§ **Provided records**
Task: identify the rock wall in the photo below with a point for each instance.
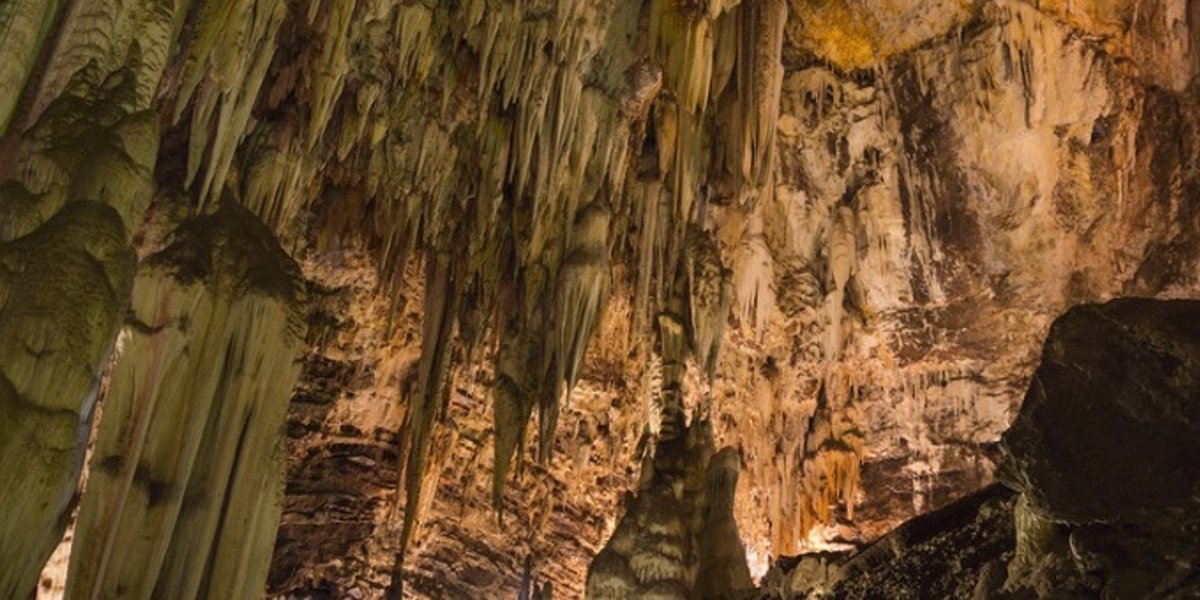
(1074, 517)
(837, 231)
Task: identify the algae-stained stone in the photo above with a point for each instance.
(1110, 427)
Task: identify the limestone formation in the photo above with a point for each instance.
(483, 259)
(1079, 520)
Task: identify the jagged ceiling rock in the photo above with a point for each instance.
(837, 228)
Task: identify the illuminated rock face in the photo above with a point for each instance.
(835, 232)
(1078, 515)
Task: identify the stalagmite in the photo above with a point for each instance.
(888, 201)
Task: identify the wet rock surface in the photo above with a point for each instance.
(1099, 475)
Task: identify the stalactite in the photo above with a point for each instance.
(221, 78)
(187, 471)
(583, 289)
(65, 275)
(760, 78)
(24, 25)
(432, 385)
(711, 295)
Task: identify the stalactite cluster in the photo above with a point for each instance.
(834, 233)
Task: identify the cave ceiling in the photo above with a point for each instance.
(327, 294)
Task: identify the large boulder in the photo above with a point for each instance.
(1110, 427)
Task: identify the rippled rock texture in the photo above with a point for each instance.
(455, 262)
(1080, 514)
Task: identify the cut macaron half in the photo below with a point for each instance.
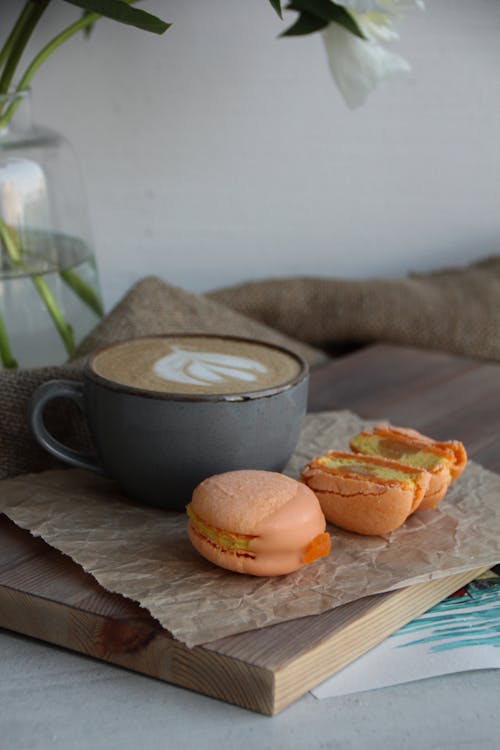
(445, 461)
(366, 494)
(257, 522)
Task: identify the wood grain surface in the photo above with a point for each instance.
(46, 595)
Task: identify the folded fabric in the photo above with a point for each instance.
(455, 310)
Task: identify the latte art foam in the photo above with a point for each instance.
(196, 365)
(207, 368)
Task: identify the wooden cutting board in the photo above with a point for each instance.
(46, 595)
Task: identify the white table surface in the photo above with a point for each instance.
(53, 698)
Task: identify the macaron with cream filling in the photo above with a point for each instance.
(257, 522)
(365, 494)
(444, 461)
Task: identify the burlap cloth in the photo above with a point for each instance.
(457, 310)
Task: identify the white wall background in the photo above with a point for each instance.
(219, 153)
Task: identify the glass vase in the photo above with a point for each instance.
(49, 290)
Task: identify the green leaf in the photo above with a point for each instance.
(123, 13)
(277, 7)
(87, 30)
(328, 11)
(305, 24)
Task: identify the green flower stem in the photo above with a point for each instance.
(30, 16)
(83, 290)
(6, 358)
(44, 53)
(64, 329)
(13, 34)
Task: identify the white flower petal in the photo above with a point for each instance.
(358, 65)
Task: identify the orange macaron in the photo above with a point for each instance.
(365, 494)
(444, 461)
(257, 522)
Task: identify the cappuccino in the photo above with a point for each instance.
(196, 364)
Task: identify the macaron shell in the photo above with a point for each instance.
(363, 507)
(440, 479)
(453, 447)
(240, 501)
(446, 471)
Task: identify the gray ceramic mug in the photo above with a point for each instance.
(159, 444)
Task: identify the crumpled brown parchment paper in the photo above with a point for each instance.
(144, 553)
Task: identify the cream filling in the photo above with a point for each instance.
(418, 458)
(355, 465)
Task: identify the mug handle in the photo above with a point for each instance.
(45, 393)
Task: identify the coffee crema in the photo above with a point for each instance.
(196, 365)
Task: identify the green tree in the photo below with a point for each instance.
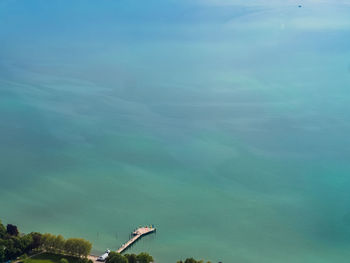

§ **What needs to be done**
Copy all of the entries above word for word, leaving the pictures out.

§ **Problem solution**
Task: identify the rock wall in the photo below with a point for each instance.
(1074, 517)
(837, 231)
Task: identify the algae-stained stone in the photo above with a point for each instance.
(1110, 427)
Task: identify the limestone formation in the photo above with a point for each instance.
(483, 259)
(1079, 520)
Task: identify the jagged ceiling rock in the photo above with a point for each instance.
(837, 228)
Task: identify the illuminated rock face in the photo above with a point for each instance.
(835, 232)
(1078, 515)
Task: identify the stalagmite in the photo above with a point for each instance.
(888, 201)
Task: identify the wet rock surface in the photo above with a point for each instance.
(1099, 475)
Task: identify the stalactite in the photo above with a point for each instance.
(221, 78)
(187, 471)
(583, 289)
(65, 275)
(760, 78)
(24, 25)
(432, 385)
(711, 295)
Task: identify the stalactite cluster in the photo above with a point for each instance.
(834, 233)
Task: identify the cave ceiling in the photo above with a point for each instance.
(327, 294)
Task: identify the large boulder in the photo above with a point for each instance.
(1110, 427)
Task: identify the rippled rock texture in the photo above with a point for each instance.
(455, 262)
(1080, 514)
Task: identify the cut macaron half in the photo below with a point for each instance.
(445, 461)
(366, 494)
(257, 522)
Task: identify the wood grain surface in the photo above with a point for each instance.
(46, 595)
Task: identify the folded fabric in the photo above with a point for each instance.
(455, 310)
Task: identify the latte art foam in the photo above with a point for each instance.
(196, 365)
(207, 368)
Task: identify the wooden cutting board in the photo above with a point for each instance.
(46, 595)
Task: identify the white table surface in the photo above with a point for each instance.
(53, 698)
Task: identify the macaron with cream filling in the photo above with a point for each instance.
(257, 522)
(365, 494)
(444, 461)
Task: identify the burlap cloth in the photo above with a point for each instance.
(457, 310)
Task: identify the white wall background in the photo above with a point for each instance.
(219, 153)
Task: identify the glass vase in the photo above with a point for each instance.
(49, 290)
Task: identify the green leaf in the photo above with a point for each instance.
(123, 13)
(277, 7)
(87, 30)
(328, 11)
(305, 24)
Task: identify the green flower stem in the photo above with a point for each instance.
(30, 16)
(83, 290)
(6, 358)
(44, 53)
(64, 329)
(13, 34)
Task: identify the white flower petal in the photo above with a point for each instance.
(358, 65)
Task: identify the orange macaron in the photo above with a point for each instance.
(365, 494)
(444, 461)
(257, 522)
Task: identify the cappuccino in the photo above with a point for each instance.
(196, 364)
Task: identify the macaron shell in the photo above with a point for each instance.
(363, 507)
(440, 479)
(453, 447)
(240, 501)
(446, 471)
Task: identify the gray ceramic mug in the photo above with a point for each instance.
(159, 444)
Task: identify the crumpled brown parchment paper in the photo above with a point for each instance.
(144, 553)
Task: identify the cream filling in the photo above with a point for each instance.
(418, 458)
(355, 465)
Task: identify the mug handle in the photo above with a point for each instance.
(45, 393)
Task: identify the coffee crema in the photo above with a point for each instance.
(196, 365)
Task: identify the green tree in the photo below with a point for each instance.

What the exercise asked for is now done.